数值计算:四阶龙格-库塔法 for 二阶微分方程
引言
考虑存在以下二阶微分方程
\[\begin{align}
f_2 \cdot \ddot{X(t)}+f_1 \cdot \dot{X(t)} +f_0 \cdot {X(t)} =F(t)
\end{align}
\]
如何使用四阶龙格-库塔法求解该微分方程?
一阶微分方程的解法
首先回顾下对于一阶微分方程的解法,现在有以下一阶常系数非齐次微分方程
\[\begin{align}
f_1 \cdot \dot{X(t)} +f_0 \cdot {X(t)} =F(t)
\end{align}
\]
方程可以写作
\[\begin{align}
\dot{X(t)} = \frac {F(t)-f_0 \cdot {X(t)}}{f_1 }\\
\frac {X_{n+1}-X_n}{dt} = \frac {F(t)-f_0 \cdot {X(t)}}{f_1 }\\
X_{n+1}=X_n+dt\cdot\frac {F(t)-f_0 \cdot {X_{n}}}{f_1 }=X_n+dt\cdot f(t,X_n)
\end{align}
\]
其中\(dt\)为时间步长。

§ 练习题目 A: 请将条目中从含有“Where can the bird”的那一行开始、一直到条目最后一行为止的各行(首尾两行都包括在内)转换成编号列表,空行不计入。

§ 任务输入:
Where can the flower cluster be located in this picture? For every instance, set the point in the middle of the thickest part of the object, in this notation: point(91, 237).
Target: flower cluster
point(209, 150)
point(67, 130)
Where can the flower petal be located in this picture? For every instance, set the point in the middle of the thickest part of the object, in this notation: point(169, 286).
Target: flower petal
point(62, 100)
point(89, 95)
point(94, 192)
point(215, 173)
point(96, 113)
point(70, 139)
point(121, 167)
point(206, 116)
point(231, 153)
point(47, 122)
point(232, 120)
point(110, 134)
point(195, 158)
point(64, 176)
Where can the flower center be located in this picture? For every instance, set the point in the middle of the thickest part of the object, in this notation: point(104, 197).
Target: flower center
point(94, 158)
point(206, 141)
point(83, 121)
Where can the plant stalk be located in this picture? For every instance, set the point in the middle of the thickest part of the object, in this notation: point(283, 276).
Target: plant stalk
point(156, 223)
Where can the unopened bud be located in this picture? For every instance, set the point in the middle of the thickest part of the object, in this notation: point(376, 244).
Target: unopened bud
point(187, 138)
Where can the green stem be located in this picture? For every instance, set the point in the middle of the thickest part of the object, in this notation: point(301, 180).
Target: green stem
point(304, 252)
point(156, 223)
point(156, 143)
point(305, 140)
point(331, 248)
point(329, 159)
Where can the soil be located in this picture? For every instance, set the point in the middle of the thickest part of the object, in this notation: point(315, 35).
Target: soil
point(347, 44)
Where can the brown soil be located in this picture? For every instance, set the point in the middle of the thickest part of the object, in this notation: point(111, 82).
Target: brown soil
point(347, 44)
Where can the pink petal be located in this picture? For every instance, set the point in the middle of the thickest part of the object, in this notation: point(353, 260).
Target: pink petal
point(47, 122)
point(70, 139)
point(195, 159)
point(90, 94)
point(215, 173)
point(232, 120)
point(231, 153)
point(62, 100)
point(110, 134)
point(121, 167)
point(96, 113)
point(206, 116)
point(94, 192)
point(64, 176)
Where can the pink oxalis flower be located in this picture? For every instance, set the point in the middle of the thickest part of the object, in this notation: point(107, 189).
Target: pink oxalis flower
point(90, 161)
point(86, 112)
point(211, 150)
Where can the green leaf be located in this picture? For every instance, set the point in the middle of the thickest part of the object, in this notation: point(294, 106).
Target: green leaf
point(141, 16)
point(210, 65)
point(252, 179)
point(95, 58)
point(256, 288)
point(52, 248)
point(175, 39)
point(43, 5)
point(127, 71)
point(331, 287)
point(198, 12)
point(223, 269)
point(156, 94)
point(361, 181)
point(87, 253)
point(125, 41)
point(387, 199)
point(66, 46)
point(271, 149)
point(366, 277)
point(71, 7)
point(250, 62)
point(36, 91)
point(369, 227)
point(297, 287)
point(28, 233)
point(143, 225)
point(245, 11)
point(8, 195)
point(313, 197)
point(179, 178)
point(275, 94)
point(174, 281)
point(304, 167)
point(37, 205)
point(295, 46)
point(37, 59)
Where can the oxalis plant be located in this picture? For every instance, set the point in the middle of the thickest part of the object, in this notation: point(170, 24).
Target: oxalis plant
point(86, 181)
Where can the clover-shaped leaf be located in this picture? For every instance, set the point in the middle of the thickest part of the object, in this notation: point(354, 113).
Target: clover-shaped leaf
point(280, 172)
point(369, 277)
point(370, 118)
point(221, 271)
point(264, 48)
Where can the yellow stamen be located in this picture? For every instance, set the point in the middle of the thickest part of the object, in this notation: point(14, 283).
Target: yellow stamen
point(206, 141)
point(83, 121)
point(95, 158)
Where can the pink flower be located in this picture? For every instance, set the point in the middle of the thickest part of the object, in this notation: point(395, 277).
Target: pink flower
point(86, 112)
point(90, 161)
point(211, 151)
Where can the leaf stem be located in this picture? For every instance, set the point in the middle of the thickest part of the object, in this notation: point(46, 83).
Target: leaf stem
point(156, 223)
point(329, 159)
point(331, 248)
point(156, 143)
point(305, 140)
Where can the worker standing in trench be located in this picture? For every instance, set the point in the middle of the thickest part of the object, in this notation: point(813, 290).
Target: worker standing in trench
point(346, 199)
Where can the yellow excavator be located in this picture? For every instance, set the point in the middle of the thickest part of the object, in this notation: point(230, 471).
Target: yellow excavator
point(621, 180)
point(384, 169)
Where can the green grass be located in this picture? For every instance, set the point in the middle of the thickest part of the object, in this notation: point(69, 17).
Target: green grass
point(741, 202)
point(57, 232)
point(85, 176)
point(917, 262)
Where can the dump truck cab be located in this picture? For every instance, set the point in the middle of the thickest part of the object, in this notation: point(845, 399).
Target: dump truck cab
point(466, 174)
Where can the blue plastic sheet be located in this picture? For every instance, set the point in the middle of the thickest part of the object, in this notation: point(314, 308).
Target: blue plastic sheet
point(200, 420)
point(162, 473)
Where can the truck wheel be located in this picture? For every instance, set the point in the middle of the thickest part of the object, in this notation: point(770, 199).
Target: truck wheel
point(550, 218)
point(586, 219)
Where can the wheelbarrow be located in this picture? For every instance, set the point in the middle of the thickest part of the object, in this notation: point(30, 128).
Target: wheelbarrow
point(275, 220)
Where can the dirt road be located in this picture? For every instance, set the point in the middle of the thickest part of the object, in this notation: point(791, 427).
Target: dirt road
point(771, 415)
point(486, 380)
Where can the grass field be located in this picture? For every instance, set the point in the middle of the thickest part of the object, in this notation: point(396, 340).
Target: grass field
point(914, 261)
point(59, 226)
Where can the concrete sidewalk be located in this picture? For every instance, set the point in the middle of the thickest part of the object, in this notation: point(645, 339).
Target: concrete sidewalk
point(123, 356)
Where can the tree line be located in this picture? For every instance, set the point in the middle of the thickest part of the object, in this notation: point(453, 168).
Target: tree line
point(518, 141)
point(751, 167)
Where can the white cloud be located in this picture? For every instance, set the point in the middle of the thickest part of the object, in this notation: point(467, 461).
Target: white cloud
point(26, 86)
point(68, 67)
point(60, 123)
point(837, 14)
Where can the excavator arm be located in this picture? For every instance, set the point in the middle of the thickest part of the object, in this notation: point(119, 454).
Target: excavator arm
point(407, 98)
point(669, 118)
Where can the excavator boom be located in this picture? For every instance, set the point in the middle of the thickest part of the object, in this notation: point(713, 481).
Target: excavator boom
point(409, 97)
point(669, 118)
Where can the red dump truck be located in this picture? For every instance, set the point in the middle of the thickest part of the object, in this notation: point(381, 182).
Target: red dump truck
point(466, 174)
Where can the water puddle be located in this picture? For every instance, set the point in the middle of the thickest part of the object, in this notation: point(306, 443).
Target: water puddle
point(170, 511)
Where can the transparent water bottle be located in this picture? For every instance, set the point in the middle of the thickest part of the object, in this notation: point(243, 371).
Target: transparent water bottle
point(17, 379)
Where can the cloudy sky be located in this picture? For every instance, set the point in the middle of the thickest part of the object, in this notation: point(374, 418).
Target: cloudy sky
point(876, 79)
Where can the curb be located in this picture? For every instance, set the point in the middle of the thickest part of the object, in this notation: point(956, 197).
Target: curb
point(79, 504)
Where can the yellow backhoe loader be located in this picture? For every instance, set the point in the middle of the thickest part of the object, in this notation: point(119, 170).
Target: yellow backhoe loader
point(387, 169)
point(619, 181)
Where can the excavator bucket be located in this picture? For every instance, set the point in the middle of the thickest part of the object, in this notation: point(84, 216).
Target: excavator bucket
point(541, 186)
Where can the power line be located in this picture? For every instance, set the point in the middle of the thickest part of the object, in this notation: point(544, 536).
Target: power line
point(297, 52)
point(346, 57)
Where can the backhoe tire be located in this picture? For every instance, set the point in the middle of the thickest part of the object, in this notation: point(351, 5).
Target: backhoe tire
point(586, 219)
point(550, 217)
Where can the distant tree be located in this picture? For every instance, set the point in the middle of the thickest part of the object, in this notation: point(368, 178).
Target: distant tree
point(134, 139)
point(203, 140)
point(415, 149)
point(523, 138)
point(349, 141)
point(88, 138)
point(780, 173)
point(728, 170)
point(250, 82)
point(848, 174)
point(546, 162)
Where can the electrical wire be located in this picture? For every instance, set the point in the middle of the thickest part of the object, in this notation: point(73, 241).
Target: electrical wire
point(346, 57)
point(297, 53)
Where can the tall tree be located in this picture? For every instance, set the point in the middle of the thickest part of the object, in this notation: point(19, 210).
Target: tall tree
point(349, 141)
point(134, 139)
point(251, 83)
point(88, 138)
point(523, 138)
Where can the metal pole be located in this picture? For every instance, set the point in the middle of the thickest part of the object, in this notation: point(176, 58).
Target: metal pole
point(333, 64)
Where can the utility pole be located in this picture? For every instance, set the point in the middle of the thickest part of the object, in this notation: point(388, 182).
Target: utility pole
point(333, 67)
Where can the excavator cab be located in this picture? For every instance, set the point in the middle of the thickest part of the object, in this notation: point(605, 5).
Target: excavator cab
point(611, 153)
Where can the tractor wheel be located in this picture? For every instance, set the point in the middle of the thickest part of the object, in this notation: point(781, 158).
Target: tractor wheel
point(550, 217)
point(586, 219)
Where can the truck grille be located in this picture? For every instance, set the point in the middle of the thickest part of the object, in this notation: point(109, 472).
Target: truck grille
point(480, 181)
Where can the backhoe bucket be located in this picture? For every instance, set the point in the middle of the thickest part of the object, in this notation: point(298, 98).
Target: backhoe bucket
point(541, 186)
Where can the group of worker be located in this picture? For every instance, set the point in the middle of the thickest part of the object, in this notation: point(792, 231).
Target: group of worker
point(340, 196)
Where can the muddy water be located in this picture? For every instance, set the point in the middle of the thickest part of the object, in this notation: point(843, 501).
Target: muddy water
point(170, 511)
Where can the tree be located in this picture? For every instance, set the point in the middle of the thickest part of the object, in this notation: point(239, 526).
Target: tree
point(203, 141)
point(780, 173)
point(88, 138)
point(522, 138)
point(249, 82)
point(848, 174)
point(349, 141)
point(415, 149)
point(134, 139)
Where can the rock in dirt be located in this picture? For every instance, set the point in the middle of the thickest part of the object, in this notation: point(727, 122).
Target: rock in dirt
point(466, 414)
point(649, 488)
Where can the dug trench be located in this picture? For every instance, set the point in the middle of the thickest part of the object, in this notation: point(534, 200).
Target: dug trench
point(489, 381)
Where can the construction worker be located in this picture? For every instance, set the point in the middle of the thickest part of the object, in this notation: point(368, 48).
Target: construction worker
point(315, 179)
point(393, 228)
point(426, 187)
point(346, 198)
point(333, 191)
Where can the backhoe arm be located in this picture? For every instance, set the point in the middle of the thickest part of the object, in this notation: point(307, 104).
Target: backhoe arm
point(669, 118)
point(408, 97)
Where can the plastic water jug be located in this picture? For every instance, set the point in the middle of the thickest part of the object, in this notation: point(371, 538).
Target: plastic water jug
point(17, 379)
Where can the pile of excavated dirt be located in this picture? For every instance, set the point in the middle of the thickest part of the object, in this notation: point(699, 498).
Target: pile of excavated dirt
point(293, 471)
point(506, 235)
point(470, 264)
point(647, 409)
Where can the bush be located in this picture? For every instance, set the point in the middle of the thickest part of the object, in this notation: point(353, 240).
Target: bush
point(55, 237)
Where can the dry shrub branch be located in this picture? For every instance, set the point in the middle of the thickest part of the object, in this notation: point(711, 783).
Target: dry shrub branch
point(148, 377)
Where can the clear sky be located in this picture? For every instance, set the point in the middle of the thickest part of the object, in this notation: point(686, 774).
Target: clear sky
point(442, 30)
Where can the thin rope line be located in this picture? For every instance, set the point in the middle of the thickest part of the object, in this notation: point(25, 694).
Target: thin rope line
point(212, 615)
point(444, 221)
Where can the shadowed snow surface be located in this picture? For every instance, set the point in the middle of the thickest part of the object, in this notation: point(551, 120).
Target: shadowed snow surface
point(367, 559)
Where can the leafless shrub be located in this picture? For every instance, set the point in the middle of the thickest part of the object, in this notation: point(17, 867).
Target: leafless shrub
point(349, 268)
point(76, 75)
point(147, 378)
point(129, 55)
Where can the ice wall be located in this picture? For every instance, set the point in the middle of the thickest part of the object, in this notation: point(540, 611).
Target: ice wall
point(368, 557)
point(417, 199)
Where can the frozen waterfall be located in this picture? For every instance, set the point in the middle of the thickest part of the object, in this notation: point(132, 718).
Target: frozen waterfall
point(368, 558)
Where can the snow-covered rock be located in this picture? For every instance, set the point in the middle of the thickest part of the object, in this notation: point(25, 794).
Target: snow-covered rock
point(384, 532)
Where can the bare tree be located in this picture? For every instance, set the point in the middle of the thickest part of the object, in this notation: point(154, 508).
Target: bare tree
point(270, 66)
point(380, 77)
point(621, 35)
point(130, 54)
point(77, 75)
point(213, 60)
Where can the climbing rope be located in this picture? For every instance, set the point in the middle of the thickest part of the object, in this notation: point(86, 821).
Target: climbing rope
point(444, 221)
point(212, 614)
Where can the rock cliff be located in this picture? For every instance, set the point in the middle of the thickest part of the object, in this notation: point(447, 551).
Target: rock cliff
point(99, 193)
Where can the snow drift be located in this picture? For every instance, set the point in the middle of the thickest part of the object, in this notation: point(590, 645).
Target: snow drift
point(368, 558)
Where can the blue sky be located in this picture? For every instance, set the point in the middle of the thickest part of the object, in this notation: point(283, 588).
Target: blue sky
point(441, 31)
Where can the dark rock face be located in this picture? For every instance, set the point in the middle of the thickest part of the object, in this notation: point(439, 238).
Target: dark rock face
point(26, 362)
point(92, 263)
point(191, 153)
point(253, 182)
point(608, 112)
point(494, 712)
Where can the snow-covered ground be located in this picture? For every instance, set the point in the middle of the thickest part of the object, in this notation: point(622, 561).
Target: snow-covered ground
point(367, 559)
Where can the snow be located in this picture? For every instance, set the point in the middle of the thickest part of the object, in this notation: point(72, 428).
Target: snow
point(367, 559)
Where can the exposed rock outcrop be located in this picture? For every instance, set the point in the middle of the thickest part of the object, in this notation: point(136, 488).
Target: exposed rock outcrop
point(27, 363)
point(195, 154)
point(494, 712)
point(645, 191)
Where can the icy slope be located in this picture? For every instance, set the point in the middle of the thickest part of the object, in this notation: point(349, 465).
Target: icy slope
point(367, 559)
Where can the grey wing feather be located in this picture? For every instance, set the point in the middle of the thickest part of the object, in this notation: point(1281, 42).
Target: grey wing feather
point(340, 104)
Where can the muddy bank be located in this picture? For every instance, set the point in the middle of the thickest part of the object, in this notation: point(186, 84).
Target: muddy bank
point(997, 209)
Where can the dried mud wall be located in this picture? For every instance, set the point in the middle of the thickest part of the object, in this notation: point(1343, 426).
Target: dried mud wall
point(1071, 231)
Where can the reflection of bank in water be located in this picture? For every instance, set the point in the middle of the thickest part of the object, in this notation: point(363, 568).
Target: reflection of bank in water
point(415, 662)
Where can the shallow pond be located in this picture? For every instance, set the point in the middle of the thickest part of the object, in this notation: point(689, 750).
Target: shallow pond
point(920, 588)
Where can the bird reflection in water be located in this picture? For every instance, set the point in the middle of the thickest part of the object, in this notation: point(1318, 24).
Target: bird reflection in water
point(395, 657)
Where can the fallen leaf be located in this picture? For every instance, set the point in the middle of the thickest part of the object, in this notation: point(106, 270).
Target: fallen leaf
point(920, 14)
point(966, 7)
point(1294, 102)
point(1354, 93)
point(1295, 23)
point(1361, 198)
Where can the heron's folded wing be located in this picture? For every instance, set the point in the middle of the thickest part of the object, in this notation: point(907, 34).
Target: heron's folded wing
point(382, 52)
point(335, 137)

§ 练习题目 B:
根据这篇讲龙格-库塔法的文档节选回答:
(i) 引言中提出要用哪种方法求解二阶微分方程?
(ii) 文中回顾的一阶方程属于哪一类微分方程?
(iii) 文中的 \(dt\) 指的是什么?

§ 参考答案 A:
1. Where can the bird reflection in water be located in this picture? For every instance, set the point in the middle of the thickest part of the object, in this notation: point(1318, 24).
2. Target: bird reflection in water
3. point(395, 657)
4. Where can the fallen leaf be located in this picture? For every instance, set the point in the middle of the thickest part of the object, in this notation: point(106, 270).
5. Target: fallen leaf
6. point(920, 14)
7. point(966, 7)
8. point(1294, 102)
9. point(1354, 93)
10. point(1295, 23)
11. point(1361, 198)
12. Where can the heron's folded wing be located in this picture? For every instance, set the point in the middle of the thickest part of the object, in this notation: point(907, 34).
13. Target: heron's folded wing
14. point(382, 52)
15. point(335, 137)

§ 参考答案 B:
(i) 四阶龙格-库塔法。
(ii) 一阶常系数非齐次微分方程。
(iii) 时间步长。